## Task to complete
From the profile of Linda Kamm below, list every kind of place that health-conscious women patronized in the mid-'80s but that did not carry healthy frozen dessert products.

## Extract to read
| Age |
41 |
| Title |
President |
| Company |
Happy &
Healthy Products, Inc. |
| Year founded |
1991 |
| Location |
Boca Raton, Fla. |
| Began company with |
About $150,000 |
| Employees |
10 (110 franchises in 39 states) |
| Most recent annual revenue |
$3.5
million (1998 and 1999 combined) |
Email:
behappy@fruitfull.com |
Linda Kamm sells the same tropical fruits she cultivates in her Florida garden: papaya,
mango, orange, and lemon. She's also got star fruit, grapefruit, and lime. But there's
another parallel between her garden and her company. This is hurricane country, where all
of the hard work that goes into weeding, pruning, and fertilizing can be blown away in a
matter of seconds. And that's exactly what happened to Kamm's business eight years ago.
Only it wasn't a natural disaster that swept it all away. It was her then-partner who more
or less stole her first $4 million fruit bar company out from under her.
Here's how she got started, the first time. "I was depressed," Kamm recalls.
"I didn't like the people I was working with and I didn't see anything out there I
believed in." A Texan raised in Georgia, Kamm majored in sports broadcasting at the
University of Georgia, never taking a single business course ("I was afraid I'd get
caught in a secretarial role"). She was in sales, peddling a TV guide and then frozen
desserts, when she decided to put her hopes in writing. "That forces you to say, 'I'm
making this a goal,' and that can cause things to happen," she says. "I wrote
that I'd like to own a house, and to start my own business."
Writing it down was the catalyst Kamm needed to take action on an observation she'd
made. She'd noticed that health-conscious women were being virtually ignored by the
ice-cream business. "The biggest consumers of fruit bars are women in their 20s
through their 50s who read wrappers," she explains. Yet the places they patronized in
the mid-'80s produce markets, health clubs, and health-food stores weren't
carrying healthy frozen dessert products.

## Records
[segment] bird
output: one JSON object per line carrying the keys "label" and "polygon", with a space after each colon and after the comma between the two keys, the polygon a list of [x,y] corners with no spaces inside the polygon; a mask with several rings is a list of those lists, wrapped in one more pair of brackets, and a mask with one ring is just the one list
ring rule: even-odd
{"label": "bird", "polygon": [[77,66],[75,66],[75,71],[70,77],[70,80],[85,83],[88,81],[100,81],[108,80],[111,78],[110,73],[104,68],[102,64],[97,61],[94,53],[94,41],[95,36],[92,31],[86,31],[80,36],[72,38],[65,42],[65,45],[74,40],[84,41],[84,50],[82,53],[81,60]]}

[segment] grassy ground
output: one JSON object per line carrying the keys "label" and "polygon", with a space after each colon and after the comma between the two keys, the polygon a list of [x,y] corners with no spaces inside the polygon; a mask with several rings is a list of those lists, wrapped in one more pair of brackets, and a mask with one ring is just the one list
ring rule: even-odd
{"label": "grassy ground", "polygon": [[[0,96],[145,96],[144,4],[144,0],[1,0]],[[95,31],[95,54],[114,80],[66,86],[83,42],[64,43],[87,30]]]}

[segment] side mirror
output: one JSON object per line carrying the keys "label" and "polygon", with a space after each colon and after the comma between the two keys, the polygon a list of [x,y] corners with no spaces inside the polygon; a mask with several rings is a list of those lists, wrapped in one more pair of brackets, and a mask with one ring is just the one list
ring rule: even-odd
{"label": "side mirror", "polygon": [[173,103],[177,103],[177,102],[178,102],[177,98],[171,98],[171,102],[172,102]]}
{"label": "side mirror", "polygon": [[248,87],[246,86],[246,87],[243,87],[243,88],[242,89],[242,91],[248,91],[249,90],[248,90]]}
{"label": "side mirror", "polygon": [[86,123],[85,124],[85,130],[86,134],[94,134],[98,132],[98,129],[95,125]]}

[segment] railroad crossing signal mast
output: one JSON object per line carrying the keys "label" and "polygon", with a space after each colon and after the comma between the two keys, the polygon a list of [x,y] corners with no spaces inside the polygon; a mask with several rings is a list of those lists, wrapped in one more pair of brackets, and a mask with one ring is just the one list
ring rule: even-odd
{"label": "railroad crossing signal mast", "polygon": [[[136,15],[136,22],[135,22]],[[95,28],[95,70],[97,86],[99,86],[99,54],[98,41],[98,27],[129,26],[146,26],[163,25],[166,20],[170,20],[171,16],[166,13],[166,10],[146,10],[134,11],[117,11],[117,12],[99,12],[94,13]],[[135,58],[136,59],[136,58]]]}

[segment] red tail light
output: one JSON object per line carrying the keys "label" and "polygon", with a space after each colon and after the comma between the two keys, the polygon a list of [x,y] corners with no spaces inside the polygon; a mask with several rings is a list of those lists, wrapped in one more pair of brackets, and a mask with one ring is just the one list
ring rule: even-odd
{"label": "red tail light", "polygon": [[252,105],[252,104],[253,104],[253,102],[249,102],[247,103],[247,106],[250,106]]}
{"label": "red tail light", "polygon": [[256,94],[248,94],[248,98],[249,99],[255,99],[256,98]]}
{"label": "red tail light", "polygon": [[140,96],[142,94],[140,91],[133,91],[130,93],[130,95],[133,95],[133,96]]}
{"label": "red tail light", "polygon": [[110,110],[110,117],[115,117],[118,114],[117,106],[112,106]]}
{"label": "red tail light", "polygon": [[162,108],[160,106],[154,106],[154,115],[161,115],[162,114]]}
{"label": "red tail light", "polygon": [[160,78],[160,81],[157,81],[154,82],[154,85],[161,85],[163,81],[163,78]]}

## Task result
Produce markets, health clubs, and health-food stores.